## Page text

---

But I was selected to write the Utah volume of the States and the Nation series, the AASLH’s flagship bicentennial effort. Russ Mortensen was secretary and a member of the national board of that series. In fact, he came near being its action wing as far as choosing who would write the books and run the editorial offices.
J. Peterson: This is the bicentennial book?
C. Peterson: Yes. Utah: A Bicentennial History.
J. Peterson: It’s part of a fifty-volume set.
C. Peterson: Right. W. W. Norton published it. Mortensen wanted Wallace Stegner to write the Utah volume, and his second choice was Fawn Brodie, but he knew if he failed to land one of them that he had me in hand because he had been on my doctoral committee and because I owed it to him because of his many kindnesses to me. He lined me up tentatively at a conference in Edmonton, Canada, midsummer of 1971, and then messed around until late the next spring, trying to line up one of those writers with a nationally known name. I admit they’d have been good prospects. I don’t think there are finer historians or better writers. He put me in the running late in the spring, not any quicker than that. But I was still grateful to Russ for getting it for me. Not only that, but I was also able to return the favor. They weren’t being successful in lining up anybody to do Idaho, and I was able to get my office mate, Ross Peterson, to do it—at least we shared the same phone through the wall at Utah State.
J. Peterson: At Old Main at Utah State.
C. Peterson: Yes. Ross Peterson, who wrote the Idaho volume in the States and the Nation series. So those were exciting times. I had come on fast, and Arrington exercised his influence and got me on the board of the Mormon History Association. He had at about this same time become Church historian and was putting all his machinery together, and I served satisfactorily, I suppose, as an MHA board member for three or four years, maybe five. Then, I was nominated to be president. I also got two more books published during this same period, the Mormon Battalion Trail Guide and Look to the Mountains on the national forests in southeastern Utah. Then, in September of 1971, we took up our place in Logan.
J. Peterson: You’ve told stories in the past of early conferences and of discussions with Bob Flanders and other RLDS Church historians and interactions there.
C. Peterson: One of the amazing things about the Mormon History Association was Leonard Arrington. He was ubiquitous. Any action found him near its heart. He helped create the Western History Association. He got the money to finance the Western Historical Quarterly, he put things together to become Church historian, and he helped sponsor what became Dialogue and the Mormon History Association. He showed up at my defense of thesis in July 1958. From that point on, he was aware of me—and from 1962 especially so.
That fall of 1962, the Western History Association met in Salt Lake City in the Hotel Utah. I was standing on the mezzanine in a long line waiting to get registered, thinking that I knew absolutely no one. Immediately in front of me (it was the first western history conference I ever went to) stood this short, fat fellow—pleasant and balding—a chicken farmer from the Twin Falls, Idaho, area. Leonard Arrington and I talked for what seemed like a long time pretty much undisturbed. He spoke candidly about his interests and prospects, like I was his peer. I was enthralled and flattered. At that moment, he was quite pessimistic about things at the Church Department of History; they weren’t letting him in. He was moving into secular history, particularly into the study of World War II’s impact on the western states, including Utah, and he talked to me with excitement about those things. Even better, he was pleased to see me trying to break out of the situation at Price and broadening my field of enterprise. Leonard’s presence was a factor from there on. Later, I learned that at almost any and every history conference, Arrington collected Mormons attending and had a late night klatch, kind of a roundtable discussion where each of us made a progress report.

---

## Given information
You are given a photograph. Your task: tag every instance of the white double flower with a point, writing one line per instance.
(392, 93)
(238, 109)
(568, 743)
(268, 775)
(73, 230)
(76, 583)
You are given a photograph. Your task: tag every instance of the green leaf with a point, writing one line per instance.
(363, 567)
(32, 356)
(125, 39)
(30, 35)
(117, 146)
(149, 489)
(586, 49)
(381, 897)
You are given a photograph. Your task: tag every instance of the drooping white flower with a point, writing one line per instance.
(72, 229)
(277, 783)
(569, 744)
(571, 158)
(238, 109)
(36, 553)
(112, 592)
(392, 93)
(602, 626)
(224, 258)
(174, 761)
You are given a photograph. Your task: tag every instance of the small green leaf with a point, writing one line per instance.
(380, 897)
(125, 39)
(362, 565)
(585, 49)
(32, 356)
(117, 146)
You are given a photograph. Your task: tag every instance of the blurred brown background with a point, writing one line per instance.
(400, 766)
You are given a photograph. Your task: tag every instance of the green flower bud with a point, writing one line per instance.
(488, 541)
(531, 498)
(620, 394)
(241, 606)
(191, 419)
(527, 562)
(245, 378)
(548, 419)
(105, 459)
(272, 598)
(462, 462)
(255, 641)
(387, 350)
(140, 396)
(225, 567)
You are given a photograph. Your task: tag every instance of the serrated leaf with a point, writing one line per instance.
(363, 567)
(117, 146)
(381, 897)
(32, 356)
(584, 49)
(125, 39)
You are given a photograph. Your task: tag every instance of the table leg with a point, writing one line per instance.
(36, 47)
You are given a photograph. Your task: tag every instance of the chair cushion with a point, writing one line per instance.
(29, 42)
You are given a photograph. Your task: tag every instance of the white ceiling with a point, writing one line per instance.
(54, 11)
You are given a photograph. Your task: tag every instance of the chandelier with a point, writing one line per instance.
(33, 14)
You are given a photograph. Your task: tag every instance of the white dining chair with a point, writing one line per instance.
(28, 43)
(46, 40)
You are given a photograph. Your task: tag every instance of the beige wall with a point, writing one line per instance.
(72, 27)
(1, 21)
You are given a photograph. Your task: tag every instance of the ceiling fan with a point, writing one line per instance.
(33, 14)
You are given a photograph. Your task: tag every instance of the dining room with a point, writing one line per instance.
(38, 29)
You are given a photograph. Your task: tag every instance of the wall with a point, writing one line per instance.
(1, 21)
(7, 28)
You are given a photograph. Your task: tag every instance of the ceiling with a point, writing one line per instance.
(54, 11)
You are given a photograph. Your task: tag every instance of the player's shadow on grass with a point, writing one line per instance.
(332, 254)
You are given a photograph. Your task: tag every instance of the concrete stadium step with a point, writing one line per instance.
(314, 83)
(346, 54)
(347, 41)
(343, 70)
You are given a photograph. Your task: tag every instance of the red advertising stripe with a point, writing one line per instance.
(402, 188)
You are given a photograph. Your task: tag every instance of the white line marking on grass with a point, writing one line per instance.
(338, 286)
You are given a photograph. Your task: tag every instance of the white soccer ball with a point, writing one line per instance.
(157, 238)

---

## The tasks
1 – From the interview, list the titles of the books that C. Peterson says he wrote.
2 – Continue the interview from the point where it ends.

## The replies
1 –
- Utah: A Bicentennial History
- Mormon Battalion Trail Guide
- Look to the Mountains

2 –
Also a close friend was George Ellsworth, with whom I worked for a decade at the Western Historical Quarterly. To work closely with me could not have been easy for him. He was the ultimate perfectionist in the historical method. The Western Historical Quarterly showed it from front to back during the entire nineteen volumes with which I was associated. I think that more recently they’ve kind of lost the taut conservatism that characterized George’s work. I learned tremendously from him, and he helped me in many, many ways. For the first eight or nine years, I was his understudy, and then I was editor in my own right. In the progress of those years, I met and corresponded with thousands of the best men and women in western history. We all did our best. The articles that were published did much to shape the course of scholarship during an era that changed thinking about the West dramatically.
J. Peterson: Tell us about your association with Bob Flanders and others who were interested in Mormon as well as state and local history.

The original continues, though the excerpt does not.